Begin

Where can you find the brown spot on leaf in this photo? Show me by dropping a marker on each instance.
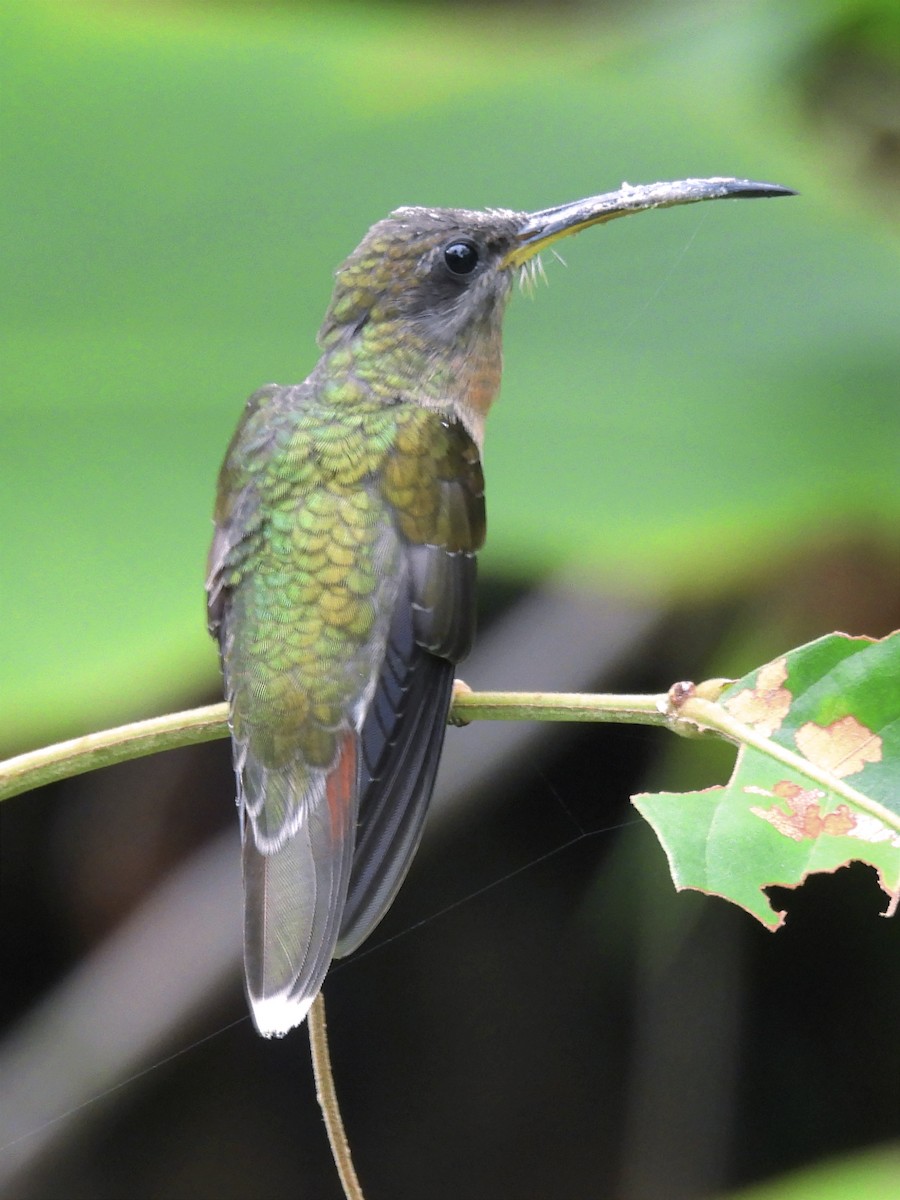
(804, 817)
(767, 705)
(844, 747)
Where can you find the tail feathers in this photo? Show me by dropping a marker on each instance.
(293, 899)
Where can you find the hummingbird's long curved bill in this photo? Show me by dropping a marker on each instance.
(550, 225)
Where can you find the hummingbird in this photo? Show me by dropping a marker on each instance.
(341, 583)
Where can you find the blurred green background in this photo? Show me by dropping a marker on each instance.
(700, 415)
(700, 390)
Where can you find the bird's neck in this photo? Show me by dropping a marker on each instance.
(391, 363)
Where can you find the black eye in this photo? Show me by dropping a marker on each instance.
(461, 256)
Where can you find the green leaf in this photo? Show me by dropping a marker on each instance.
(816, 783)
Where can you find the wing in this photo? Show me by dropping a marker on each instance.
(437, 496)
(301, 635)
(341, 589)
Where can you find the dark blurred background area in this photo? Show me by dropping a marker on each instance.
(693, 468)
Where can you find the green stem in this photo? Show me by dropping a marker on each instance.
(79, 755)
(94, 750)
(685, 709)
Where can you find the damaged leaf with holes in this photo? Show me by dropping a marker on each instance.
(816, 783)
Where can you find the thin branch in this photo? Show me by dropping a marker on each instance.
(327, 1097)
(79, 755)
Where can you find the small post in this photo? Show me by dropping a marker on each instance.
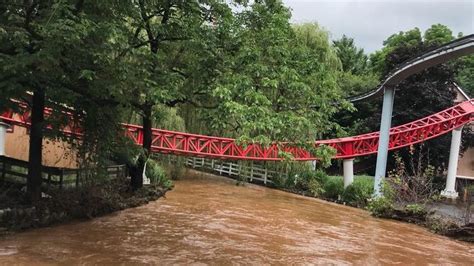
(61, 178)
(3, 135)
(77, 179)
(251, 171)
(348, 165)
(265, 176)
(450, 190)
(384, 138)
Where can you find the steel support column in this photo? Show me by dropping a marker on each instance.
(384, 137)
(450, 190)
(348, 165)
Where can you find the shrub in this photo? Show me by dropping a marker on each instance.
(315, 187)
(157, 175)
(333, 187)
(380, 207)
(416, 209)
(359, 192)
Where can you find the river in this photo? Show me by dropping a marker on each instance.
(210, 220)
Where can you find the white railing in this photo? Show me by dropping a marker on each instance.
(232, 169)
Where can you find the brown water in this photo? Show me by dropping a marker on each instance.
(213, 221)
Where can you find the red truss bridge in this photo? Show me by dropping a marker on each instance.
(186, 144)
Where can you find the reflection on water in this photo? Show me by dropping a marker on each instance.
(211, 220)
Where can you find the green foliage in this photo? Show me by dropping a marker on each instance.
(353, 59)
(416, 209)
(359, 192)
(333, 187)
(380, 206)
(465, 74)
(278, 84)
(315, 187)
(157, 174)
(438, 34)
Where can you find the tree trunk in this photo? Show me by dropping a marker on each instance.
(36, 147)
(137, 174)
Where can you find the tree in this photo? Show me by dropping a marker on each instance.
(378, 60)
(279, 83)
(437, 34)
(353, 59)
(174, 48)
(56, 51)
(419, 95)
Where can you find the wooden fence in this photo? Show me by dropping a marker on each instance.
(17, 171)
(250, 172)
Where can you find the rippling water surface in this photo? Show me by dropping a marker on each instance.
(211, 220)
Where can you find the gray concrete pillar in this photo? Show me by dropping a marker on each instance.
(348, 166)
(450, 190)
(384, 137)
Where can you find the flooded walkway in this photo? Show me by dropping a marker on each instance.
(211, 220)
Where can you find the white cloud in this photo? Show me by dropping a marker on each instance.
(370, 22)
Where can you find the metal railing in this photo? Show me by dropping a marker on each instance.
(250, 172)
(15, 170)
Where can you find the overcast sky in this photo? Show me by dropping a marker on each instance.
(370, 22)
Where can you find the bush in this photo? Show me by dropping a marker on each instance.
(157, 175)
(315, 187)
(359, 192)
(333, 187)
(381, 206)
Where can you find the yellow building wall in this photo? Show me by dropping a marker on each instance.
(55, 153)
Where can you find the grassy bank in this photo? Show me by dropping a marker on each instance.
(60, 206)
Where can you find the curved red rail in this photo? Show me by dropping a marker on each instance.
(165, 141)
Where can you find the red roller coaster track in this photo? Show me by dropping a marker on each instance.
(179, 143)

End

- [Written exercise]: Copy the rows above word for word, starting at the line containing "Where can you find the red roller" and running through the end of the rows.

- [Response to the exercise]:
Where can you find the red roller coaster track in this photo? Show me by dropping a marker on each instance.
(179, 143)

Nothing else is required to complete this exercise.